"""

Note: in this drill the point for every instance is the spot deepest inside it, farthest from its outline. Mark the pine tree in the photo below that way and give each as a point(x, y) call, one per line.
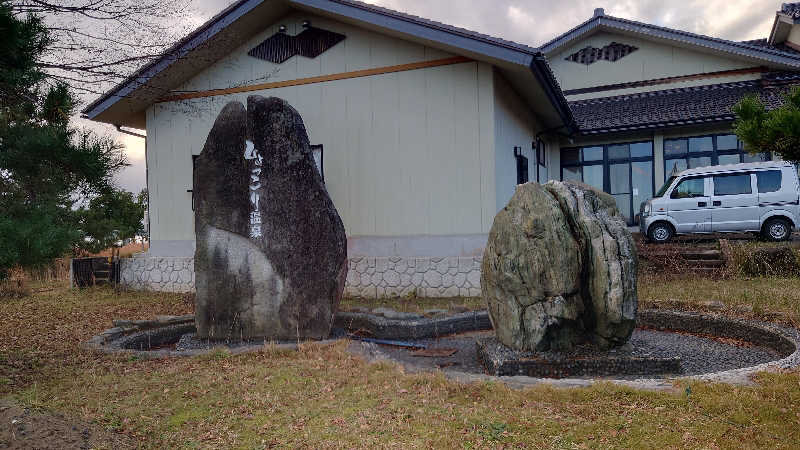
point(47, 167)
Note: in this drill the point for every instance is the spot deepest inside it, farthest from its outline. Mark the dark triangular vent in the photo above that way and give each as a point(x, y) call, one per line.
point(611, 52)
point(311, 43)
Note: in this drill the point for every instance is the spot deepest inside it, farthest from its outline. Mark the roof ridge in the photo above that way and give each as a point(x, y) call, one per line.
point(430, 22)
point(706, 87)
point(740, 44)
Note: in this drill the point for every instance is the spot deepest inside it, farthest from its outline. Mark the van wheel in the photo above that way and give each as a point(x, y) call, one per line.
point(776, 230)
point(660, 232)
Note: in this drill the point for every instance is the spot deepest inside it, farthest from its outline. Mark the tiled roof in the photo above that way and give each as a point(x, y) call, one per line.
point(764, 42)
point(747, 47)
point(676, 107)
point(791, 9)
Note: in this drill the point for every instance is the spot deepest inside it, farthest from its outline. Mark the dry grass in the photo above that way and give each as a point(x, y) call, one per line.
point(323, 397)
point(126, 251)
point(775, 299)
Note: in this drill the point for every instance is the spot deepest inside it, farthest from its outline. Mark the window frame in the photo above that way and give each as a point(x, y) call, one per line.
point(713, 154)
point(687, 178)
point(780, 180)
point(749, 176)
point(606, 162)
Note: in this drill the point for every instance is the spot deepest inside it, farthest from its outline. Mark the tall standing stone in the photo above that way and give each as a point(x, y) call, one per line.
point(271, 254)
point(560, 269)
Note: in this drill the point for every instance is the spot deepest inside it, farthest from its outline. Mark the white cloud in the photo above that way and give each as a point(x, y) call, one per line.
point(534, 22)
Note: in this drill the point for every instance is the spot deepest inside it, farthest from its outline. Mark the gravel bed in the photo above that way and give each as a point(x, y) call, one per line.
point(698, 354)
point(190, 341)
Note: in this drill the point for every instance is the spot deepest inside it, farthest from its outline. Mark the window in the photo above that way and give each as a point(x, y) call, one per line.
point(624, 170)
point(194, 166)
point(689, 188)
point(701, 151)
point(732, 184)
point(541, 160)
point(769, 181)
point(522, 169)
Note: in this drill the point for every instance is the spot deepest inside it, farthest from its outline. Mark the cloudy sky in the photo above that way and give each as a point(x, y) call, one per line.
point(534, 22)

"""

### What the task asks
Reproduce word for word the rows above from the line containing "Mark the van" through the line containing "point(660, 232)", both included.

### Full response
Note: in this drill the point for every instance is the spot deepest inside it, farthest from its outline. Mark the van wheel in the photo above that way and give each as a point(x, y) call, one per line.
point(776, 230)
point(660, 232)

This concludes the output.